= Page excerpt =
┏━━

Food & Drink

Chipotle’s Golden Age Is Over. What Changed?

The thing that set Chipotle apart from fast food competitors for so long—it approached cooking like a non-fast food restaurant—diminished in the aftermath of 2015’s health scares. In that shift, Chipotle became part of the mega-chain masses. At Taco Bell, “avocado paste…is made in giant vats at a factory in Morelia, Mexico, and is then frozen and shipped north in tubs. Ground beef arrives spiced and cooked, in vacuum-sealed bags,” according to the New Yorker. McDonald’s burger patties, churned and shaped through a machine, are delivered to stores flash-frozen. However commonplace, centralized prep “often just nets you out with a kind of subpar product,” says Nikki Freihofer, strategy director at food consultancy Culinary Edge, which consults with restaurants and franchises like Sweetgreen.

In other words, Chipotle may have gotten safer, but it almost certainly didn’t get tastier. For its part, Chipotle says in a statement to Bon Appétit that, in 2022, “the company purchased more than 58.3 million pounds of organic, transitional, and/or locally grown ingredients.” According to the company, “Chipotle buys more local produce than any other restaurant group.”

┗━━

= Data excerpts =
┏━━

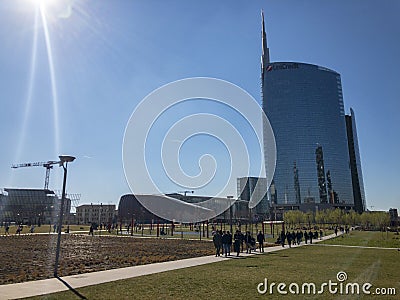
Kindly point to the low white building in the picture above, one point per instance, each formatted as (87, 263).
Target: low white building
(95, 213)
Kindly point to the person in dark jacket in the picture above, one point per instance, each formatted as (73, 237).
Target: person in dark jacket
(247, 240)
(261, 240)
(229, 243)
(283, 237)
(217, 239)
(225, 243)
(237, 240)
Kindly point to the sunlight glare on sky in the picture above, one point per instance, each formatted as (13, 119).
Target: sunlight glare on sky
(72, 74)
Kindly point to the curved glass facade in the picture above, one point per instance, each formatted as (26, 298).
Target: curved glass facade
(304, 104)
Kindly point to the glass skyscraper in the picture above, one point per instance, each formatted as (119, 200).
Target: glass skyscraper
(304, 104)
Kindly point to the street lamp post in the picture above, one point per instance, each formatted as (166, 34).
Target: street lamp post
(64, 160)
(230, 213)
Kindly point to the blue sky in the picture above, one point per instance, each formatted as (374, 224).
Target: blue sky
(106, 56)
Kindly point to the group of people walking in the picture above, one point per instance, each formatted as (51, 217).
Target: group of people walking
(223, 241)
(297, 237)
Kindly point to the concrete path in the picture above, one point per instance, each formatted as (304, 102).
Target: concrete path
(53, 285)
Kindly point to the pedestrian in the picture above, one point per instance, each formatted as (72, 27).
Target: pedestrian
(298, 237)
(261, 240)
(229, 242)
(242, 239)
(225, 243)
(91, 230)
(247, 240)
(217, 239)
(283, 237)
(237, 241)
(289, 239)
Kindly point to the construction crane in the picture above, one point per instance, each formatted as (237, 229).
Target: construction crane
(48, 165)
(185, 192)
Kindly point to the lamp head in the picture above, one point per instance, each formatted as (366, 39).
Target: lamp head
(66, 158)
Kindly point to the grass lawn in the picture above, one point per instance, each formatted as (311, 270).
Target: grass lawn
(368, 239)
(238, 278)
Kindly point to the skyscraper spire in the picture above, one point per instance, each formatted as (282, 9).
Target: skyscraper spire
(265, 49)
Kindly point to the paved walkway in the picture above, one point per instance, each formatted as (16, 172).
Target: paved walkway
(53, 285)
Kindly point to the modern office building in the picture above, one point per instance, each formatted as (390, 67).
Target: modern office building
(96, 214)
(248, 188)
(304, 104)
(31, 206)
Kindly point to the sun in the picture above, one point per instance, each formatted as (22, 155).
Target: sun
(42, 4)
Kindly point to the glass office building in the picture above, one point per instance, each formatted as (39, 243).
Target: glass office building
(304, 104)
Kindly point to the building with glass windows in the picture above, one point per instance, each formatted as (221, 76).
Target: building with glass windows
(304, 104)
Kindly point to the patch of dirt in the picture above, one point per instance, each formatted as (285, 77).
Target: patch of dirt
(31, 257)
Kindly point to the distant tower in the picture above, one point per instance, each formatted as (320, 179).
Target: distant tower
(319, 157)
(296, 183)
(304, 105)
(330, 190)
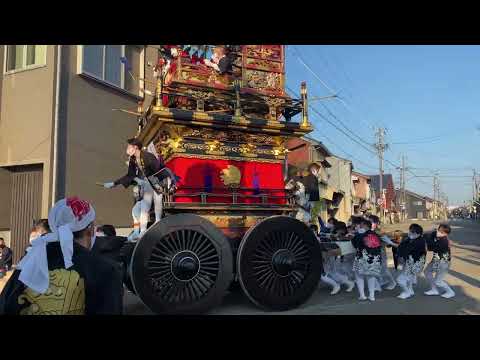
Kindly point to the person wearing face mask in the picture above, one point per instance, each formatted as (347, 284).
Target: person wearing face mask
(413, 253)
(328, 268)
(331, 225)
(6, 256)
(40, 227)
(386, 277)
(59, 275)
(367, 264)
(437, 269)
(344, 262)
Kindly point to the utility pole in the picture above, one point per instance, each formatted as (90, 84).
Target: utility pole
(475, 192)
(380, 146)
(435, 196)
(403, 196)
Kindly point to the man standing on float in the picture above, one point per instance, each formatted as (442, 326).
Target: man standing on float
(142, 165)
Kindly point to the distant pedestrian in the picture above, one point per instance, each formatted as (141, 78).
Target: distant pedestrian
(437, 269)
(397, 239)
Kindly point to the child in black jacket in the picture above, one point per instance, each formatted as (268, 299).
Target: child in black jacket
(413, 252)
(367, 264)
(438, 243)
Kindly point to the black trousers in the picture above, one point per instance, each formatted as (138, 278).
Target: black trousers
(395, 257)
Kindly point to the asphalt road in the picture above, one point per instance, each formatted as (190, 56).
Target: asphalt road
(464, 277)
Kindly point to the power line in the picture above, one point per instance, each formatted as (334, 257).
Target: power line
(300, 59)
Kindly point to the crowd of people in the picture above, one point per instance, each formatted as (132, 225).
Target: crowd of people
(368, 264)
(71, 267)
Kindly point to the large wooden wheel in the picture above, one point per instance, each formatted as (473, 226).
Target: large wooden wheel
(279, 263)
(182, 265)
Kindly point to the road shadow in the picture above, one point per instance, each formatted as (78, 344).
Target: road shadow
(470, 261)
(466, 278)
(466, 248)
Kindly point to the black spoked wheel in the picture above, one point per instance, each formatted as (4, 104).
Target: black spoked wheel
(279, 263)
(183, 264)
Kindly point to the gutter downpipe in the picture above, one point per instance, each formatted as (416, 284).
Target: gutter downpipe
(56, 127)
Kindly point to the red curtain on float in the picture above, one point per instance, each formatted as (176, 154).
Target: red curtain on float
(197, 175)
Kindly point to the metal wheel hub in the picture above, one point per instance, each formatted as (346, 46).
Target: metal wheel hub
(182, 264)
(185, 266)
(283, 262)
(279, 263)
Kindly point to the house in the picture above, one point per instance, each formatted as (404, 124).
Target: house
(58, 133)
(388, 190)
(340, 180)
(416, 206)
(362, 197)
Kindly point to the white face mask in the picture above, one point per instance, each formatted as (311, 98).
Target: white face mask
(94, 237)
(33, 237)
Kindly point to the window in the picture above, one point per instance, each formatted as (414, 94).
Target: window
(103, 62)
(22, 57)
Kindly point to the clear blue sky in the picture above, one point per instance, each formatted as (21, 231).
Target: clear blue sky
(426, 96)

┗━━

= Required work =
1. Which restaurant chains does the Chipotle article name?
2. Answer these questions from the Chipotle article.
(a) Where is Taco Bell's avocado paste made?
(b) What is Nikki Freihofer's job title, and where does she work?
(c) How many pounds of organic, transitional, and/or locally grown ingredients did Chipotle buy in 2022?
3. Repeat the Chipotle article word for word between "Chipotle’s Golden Age" and "franchises like Sweetgreen.", inclusive.

= Exercise results =
1. Chipotle, Taco Bell, McDonald's, Sweetgreen

2.
(a) In giant vats at a factory in Morelia, Mexico.
(b) Strategy director at the food consultancy Culinary Edge.
(c) More than 58.3 million pounds.

3.
Chipotle’s Golden Age Is Over. What Changed?

The thing that set Chipotle apart from fast food competitors for so long—it approached cooking like a non-fast food restaurant—diminished in the aftermath of 2015’s health scares. In that shift, Chipotle became part of the mega-chain masses. At Taco Bell, “avocado paste…is made in giant vats at a factory in Morelia, Mexico, and is then frozen and shipped north in tubs. Ground beef arrives spiced and cooked, in vacuum-sealed bags,” according to the New Yorker. McDonald’s burger patties, churned and shaped through a machine, are delivered to stores flash-frozen. However commonplace, centralized prep “often just nets you out with a kind of subpar product,” says Nikki Freihofer, strategy director at food consultancy Culinary Edge, which consults with restaurants and franchises like Sweetgreen.